[Excerpts from a pointing dataset]

— Begin —

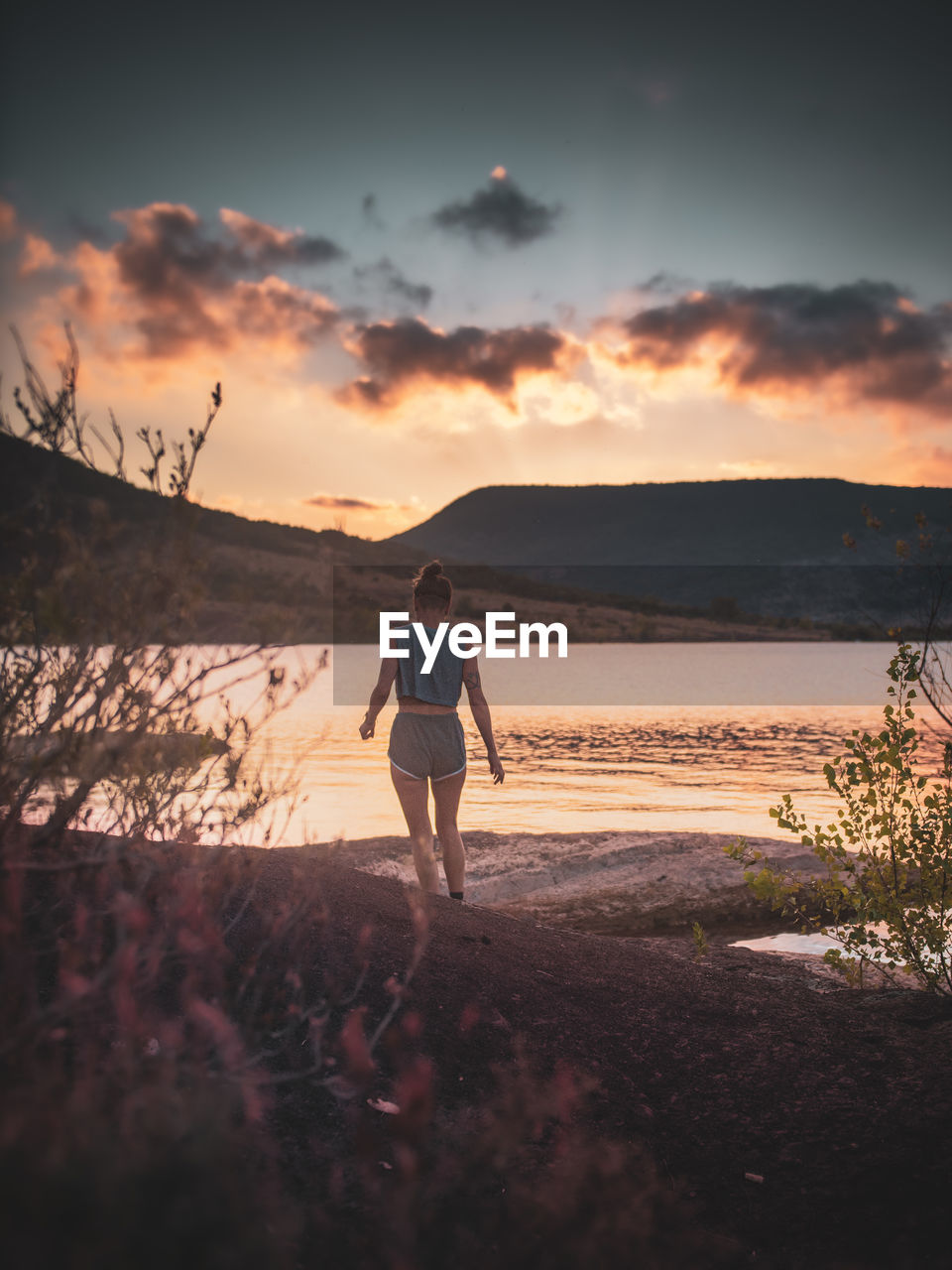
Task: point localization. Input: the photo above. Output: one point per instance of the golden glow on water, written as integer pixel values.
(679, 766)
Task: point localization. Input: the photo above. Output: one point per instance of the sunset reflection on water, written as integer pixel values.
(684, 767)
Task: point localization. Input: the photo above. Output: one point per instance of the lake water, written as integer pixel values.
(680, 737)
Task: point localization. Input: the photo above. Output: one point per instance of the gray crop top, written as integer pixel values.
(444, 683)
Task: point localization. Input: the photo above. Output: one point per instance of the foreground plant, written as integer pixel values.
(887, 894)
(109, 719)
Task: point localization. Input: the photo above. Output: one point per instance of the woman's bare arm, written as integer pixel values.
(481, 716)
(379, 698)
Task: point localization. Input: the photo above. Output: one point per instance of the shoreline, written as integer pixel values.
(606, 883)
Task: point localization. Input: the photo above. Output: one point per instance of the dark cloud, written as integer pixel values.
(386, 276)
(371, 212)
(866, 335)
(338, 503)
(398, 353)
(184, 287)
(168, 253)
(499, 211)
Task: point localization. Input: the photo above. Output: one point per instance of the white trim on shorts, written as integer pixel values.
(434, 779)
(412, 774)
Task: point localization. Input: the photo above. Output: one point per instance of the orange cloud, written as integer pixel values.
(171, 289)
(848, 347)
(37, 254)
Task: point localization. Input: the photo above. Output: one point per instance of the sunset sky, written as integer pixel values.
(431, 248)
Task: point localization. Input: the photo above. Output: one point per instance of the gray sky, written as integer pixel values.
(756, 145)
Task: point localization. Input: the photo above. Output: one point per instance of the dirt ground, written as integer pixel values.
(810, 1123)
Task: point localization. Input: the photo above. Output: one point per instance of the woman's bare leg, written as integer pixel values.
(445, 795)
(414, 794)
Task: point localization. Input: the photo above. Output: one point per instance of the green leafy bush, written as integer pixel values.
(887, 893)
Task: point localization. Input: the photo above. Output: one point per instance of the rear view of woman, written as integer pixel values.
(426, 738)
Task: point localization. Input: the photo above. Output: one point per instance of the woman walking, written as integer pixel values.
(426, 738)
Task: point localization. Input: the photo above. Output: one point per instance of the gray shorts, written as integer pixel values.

— End —

* [EXERCISE TASK]: Reproduce every one of the entries above word for word, but leave the pictures out.

* [SOLVED EXERCISE]:
Task: point localization. Input: the photo above. Output: one point per instance of the golden glow on water, written as integer pixel values.
(679, 766)
Task: point localization. Input: the photo above. Output: one point per instance of the sunset reflection on water, written as integer pixel values.
(684, 767)
Task: point localization. Input: the photo above. Output: one point per instance of the lake water, written as integer pixel values.
(680, 737)
Task: point localization. Input: the photo above. Output: one point per instance of the gray crop top, written as integer pixel values.
(444, 683)
Task: point localization. Input: the photo above. Output: one point per instance of the foreground plant, written as integer pixel values.
(887, 894)
(109, 719)
Task: point localization. Input: the photo above. Output: one point per instance of the woman's bare arm, written as integer pixel values.
(481, 716)
(379, 698)
Task: point localization. Input: the photo above. Output: one point per instance of the shoreline, written as integer pixel values.
(606, 883)
Task: point localization. Input: the photo above. Output: one point per instance of the dark cloud, written as integer pixel values.
(386, 276)
(371, 212)
(866, 335)
(338, 503)
(398, 353)
(184, 287)
(168, 253)
(499, 211)
Task: point localization. Input: the photo above. Output: one point per instance of the white trim on shorts, written as integer pixel values.
(434, 779)
(412, 774)
Task: point localization. Input: the photo above. Output: one point per instance of the orange cloud, written as integer pixel values.
(171, 289)
(848, 347)
(37, 254)
Task: point localization. Input: the photo above. Output: one point per instance of the sunset sky, written as integer pixel values.
(431, 248)
Task: point localization. Input: the photo above. Output: one point per instance of the gray sky, written as integer pixel values.
(756, 145)
Task: point localization. Input: the photo above. Output: one point per instance of the dirt ground, written as integer pixel values.
(810, 1123)
Task: point localization. Input: the photo above. Output: one point per instance of the woman's bare leg, written as integer pixel values.
(445, 795)
(414, 794)
Task: point localization. Input: the photo above. Output: one point per instance of the green leafy bush, written as integer pixel values.
(887, 893)
Task: point localization. Input: the photo above. Output: one point per instance of the rear view of woman, written as integer pixel values.
(426, 738)
Task: point localization. Input: the photo above. Output: one point per instance of the woman walking, written as integer pixel values.
(426, 738)
Task: point localization. Input: the photo above. Output: one point per instance of the gray shorts, written as integer pixel values.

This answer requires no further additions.